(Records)
--- BEGIN ---
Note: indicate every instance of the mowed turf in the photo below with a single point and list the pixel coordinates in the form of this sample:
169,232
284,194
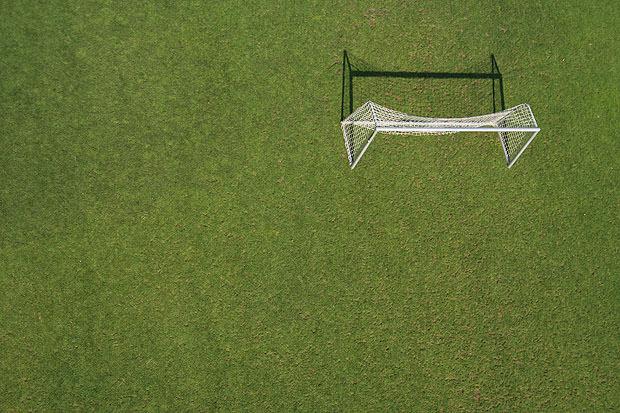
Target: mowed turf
179,228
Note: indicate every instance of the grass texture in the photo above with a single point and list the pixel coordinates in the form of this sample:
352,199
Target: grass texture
180,231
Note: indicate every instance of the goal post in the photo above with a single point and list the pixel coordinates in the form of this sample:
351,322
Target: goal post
516,128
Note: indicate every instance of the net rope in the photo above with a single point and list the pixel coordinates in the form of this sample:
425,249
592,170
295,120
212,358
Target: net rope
360,128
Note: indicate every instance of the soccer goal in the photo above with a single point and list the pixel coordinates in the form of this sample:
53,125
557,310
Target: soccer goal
516,128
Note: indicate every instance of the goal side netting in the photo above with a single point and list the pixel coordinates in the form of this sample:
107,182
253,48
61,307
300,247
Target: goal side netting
516,128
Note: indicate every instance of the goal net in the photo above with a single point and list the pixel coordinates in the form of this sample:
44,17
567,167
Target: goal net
516,128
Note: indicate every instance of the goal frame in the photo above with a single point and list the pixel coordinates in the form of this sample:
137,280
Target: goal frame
379,126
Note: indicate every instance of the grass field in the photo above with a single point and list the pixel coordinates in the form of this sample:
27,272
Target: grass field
180,231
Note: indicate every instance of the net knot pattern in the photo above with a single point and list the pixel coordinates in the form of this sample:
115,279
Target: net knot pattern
516,128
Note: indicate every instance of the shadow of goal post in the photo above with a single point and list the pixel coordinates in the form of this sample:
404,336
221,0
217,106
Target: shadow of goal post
516,128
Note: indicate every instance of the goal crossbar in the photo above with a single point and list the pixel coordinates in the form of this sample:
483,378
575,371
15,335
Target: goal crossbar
516,128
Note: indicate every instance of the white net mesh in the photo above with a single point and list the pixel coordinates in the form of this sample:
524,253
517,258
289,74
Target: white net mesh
516,128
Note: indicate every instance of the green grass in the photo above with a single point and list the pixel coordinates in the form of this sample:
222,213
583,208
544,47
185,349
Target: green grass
179,229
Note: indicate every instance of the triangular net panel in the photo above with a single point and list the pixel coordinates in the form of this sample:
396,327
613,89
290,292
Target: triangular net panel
516,128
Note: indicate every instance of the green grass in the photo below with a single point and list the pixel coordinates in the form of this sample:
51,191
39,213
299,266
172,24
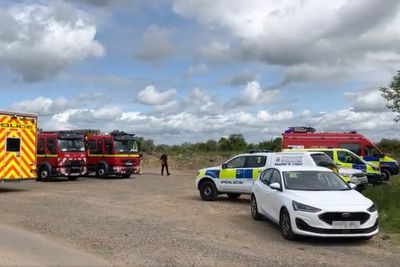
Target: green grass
387,199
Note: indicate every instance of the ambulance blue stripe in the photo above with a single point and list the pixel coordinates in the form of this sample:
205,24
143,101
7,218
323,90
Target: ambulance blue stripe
213,173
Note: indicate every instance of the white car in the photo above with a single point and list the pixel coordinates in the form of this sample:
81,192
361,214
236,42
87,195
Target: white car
312,201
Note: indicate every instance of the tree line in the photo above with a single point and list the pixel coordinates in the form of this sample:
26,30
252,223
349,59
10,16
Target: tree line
237,143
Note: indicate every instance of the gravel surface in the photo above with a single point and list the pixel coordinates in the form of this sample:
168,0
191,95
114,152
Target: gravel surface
157,220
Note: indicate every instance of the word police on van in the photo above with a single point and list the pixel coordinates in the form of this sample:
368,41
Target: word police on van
236,176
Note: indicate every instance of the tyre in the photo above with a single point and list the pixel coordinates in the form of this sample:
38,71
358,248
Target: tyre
286,225
101,171
208,191
385,174
254,209
233,196
44,174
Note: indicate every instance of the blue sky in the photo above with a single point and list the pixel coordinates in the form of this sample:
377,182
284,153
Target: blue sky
187,71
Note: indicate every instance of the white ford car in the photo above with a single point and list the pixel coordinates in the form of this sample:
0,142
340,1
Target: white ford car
312,201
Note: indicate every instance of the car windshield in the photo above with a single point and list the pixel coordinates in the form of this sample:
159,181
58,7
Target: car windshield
125,146
314,181
71,145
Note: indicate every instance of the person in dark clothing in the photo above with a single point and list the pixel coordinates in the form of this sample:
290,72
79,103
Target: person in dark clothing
164,164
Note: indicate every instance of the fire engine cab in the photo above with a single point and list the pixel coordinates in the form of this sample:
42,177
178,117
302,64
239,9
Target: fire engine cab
60,153
111,154
308,137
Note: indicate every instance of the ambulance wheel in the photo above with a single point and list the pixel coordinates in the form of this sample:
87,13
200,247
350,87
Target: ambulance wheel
208,191
44,174
254,209
101,171
385,174
233,196
286,225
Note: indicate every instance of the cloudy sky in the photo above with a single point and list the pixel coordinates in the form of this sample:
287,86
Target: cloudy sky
191,70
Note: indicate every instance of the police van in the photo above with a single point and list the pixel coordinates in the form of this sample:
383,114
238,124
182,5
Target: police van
236,176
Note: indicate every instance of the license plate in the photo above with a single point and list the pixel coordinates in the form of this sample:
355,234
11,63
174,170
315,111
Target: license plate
--- END ---
- REQUIREMENTS
Skip the pictures and print each record exactly as it stands.

- TASK OUTPUT
Note: indicate every instance of the mowed turf in the photo below with a single point and list the pixel coordinates in the form of this sample:
169,232
284,194
Target: mowed turf
179,228
Note: indicate every instance of the grass texture in the photo above with a single point and list the pixel coordinates in the form of this sample:
352,199
Target: grass texture
180,231
Note: indicate every instance of the goal post in the photo above with a single point and list the pixel coordinates in the form of this sample:
351,322
Target: goal post
516,128
Note: indicate every instance of the net rope in the photo above with a single point and list the pixel coordinates in the form of this sample:
425,249
592,170
295,120
212,358
Target: net rope
360,128
Note: indicate every instance of the soccer goal in the photo above with a single point and list the pixel coordinates in the form of this sample:
53,125
557,310
Target: soccer goal
516,128
Note: indicate every instance of the goal side netting in the photo above with a single point and list the pixel coordinates in the form of this sample:
107,182
253,48
61,307
300,247
Target: goal side netting
516,128
Note: indicate every instance of the goal net in the photo above with a single point and list the pixel coordinates in the form of this sample:
44,17
567,167
Target: goal net
516,128
Note: indicate every instance of the goal frame in the photo above with a single point and list the pixel coordinates in the form of this sample:
137,280
Target: goal frame
379,126
Note: indicate every instance of the grass field in the photo above with a single point and list the pixel coordinates in the form of this sample:
27,272
Target: grass field
180,231
Note: indicate every instance of the net knot pattern in the photo above with a single point and list the pixel coordinates in the form of this sample:
115,279
Target: net knot pattern
516,128
Note: indicate every instance of the shadow of goal post in the photo above with a single point and list the pixel coordinates in the form of this sample:
404,336
221,0
217,106
Target: shadow of goal post
516,128
Note: indicate every instance of the goal crossbar in the photo above with a single point and list the pixel coordinates in the form of this sample:
483,378
575,371
15,335
Target: goal crossbar
516,128
Note: indicate every instance of the white net mesh in the photo above with a single point and list the pixel coordinates in the form of this sample:
524,253
517,258
289,74
Target: white net mesh
516,128
Note: indicate every instance of the green grass in the photo above with a single point and list the pixel coordinates in the form of this sample:
222,213
583,208
544,47
185,349
Target: green grass
179,229
Note: indicate every instance of the triangular net panel in the photo above with a single point and list the pixel coordinates in the form of this sample:
396,327
613,89
290,292
Target: triangular net panel
516,128
Note: indicate every instance of the green grass in the photo below with a single point and list the pixel coordinates in the form of this sample:
51,191
39,213
299,266
172,24
Target: green grass
387,199
Note: indicate every instance of the ambulance blue stripe in the photo above with a single point and list the pixel coordinates in the form of this sample:
205,24
143,101
7,218
323,90
Target: ambulance blue stripe
213,173
Note: indicate every instance of the white car in the photo above with a single point and list the pixel coordinates in the form of this sample:
81,192
361,214
236,42
87,195
Target: white car
312,201
Note: indicate every instance of the tree line in the photo above with a single point and list the pixel coordinates in the form of this sample:
26,30
252,223
349,59
10,16
Target: tree line
237,143
Note: indicate every instance of the gravel surface in the photo above with a single point and list the pixel coordinates in the form of this sample:
168,0
191,95
114,152
Target: gravel surface
157,220
Note: indicate every instance of the word police on van in the photo above with a single point and list the pixel coordinates in the form of this sample:
368,41
Target: word police on van
236,176
Note: indicate every instance of the tyre in the photo above with a single point and list the pixel coordinates in the form of this sample:
38,71
358,248
Target: tyre
286,225
101,171
208,191
385,174
254,209
233,196
44,174
Note: indicate every instance of the blue sky in the photo above with a single point and list the pixel coordinates in the form of this sample:
377,182
284,153
Target: blue sky
187,71
Note: indicate every instance of the white ford car in the photo above with a single point and list the pixel coordinates in the form of this sample:
0,142
340,1
Target: white ford car
312,201
Note: indicate every instance of the car windshield in the photo above with a single point and list the pixel coordinates in the form of this sample:
159,181
58,7
Target: car windshield
125,146
314,181
71,145
Note: indicate every instance of the person in dark clothing in the photo above with a single point and list the pixel coordinates in the form of this sample:
290,72
79,103
Target: person in dark clothing
164,164
Note: indicate every instance of the fire engine cab in the photo above with a single point and list the pixel coordinates in the form of this sample:
42,177
178,117
302,64
239,9
Target: fire engine cab
60,153
111,154
308,137
Note: indicate every instance of the ambulance wheel in the photo above with a single point and list the pixel coordinates in the form of this sample:
87,13
200,247
350,87
Target: ambulance wheel
208,191
44,174
254,209
101,171
385,174
233,196
286,225
Note: indicate every instance of the cloudy sky in the photo above with a single point and list the pixel coordinates in the form of this sample:
287,86
Target: cloudy sky
191,70
Note: indicate every instance of the police van in the photo above with a single point and list the pixel coordinates in the form of this sample:
383,114
238,124
182,5
Target: police van
236,176
Note: indicate every instance of the license plate in the photo above with a single point and list the pixel coordinates in the form of this sample:
355,234
11,63
174,170
315,111
Target: license plate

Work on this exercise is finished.